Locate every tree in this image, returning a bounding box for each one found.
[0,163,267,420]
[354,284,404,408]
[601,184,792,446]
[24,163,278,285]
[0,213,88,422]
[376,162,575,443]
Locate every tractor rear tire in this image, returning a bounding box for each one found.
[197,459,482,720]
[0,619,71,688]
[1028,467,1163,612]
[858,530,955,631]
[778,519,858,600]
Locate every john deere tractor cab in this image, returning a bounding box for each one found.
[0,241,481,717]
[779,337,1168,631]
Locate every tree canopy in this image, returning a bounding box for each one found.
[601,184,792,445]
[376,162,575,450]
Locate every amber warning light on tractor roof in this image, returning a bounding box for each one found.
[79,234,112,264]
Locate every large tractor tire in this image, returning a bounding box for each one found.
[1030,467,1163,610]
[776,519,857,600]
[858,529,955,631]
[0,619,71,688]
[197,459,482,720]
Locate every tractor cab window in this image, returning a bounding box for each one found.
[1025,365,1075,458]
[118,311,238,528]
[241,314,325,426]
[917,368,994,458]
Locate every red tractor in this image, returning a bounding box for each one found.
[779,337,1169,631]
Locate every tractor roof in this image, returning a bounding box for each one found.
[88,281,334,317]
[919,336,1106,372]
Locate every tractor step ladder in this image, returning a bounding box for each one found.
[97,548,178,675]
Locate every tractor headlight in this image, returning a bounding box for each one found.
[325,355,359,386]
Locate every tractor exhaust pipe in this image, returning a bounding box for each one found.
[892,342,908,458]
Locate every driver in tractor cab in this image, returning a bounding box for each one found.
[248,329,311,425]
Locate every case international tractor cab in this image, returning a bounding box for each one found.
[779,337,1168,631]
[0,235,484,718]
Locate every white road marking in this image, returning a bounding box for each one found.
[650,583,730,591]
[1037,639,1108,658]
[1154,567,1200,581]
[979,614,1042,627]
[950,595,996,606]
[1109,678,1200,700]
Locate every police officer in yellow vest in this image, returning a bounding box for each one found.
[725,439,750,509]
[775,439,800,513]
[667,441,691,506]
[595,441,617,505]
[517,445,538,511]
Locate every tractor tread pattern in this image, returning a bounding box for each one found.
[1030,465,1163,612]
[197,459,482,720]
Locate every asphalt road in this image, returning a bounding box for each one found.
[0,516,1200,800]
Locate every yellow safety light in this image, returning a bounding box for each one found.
━━━━━━━━━━━━━━━━━━━━━━━━━━━━━━
● Instructions to follow
Duplicate the material above word for word, everything from the line containing "Locate every case" down to the line containing "[1109,678,1200,700]", including both of those lines.

● Response
Locate every case international tractor cab in this image, returning a bounding box for each one found.
[779,337,1168,631]
[0,235,484,718]
Locate every white road marking in this image, returning a bounding box for each one found.
[650,583,730,591]
[1037,639,1108,658]
[1154,567,1200,581]
[979,614,1042,627]
[950,595,996,606]
[1109,678,1200,700]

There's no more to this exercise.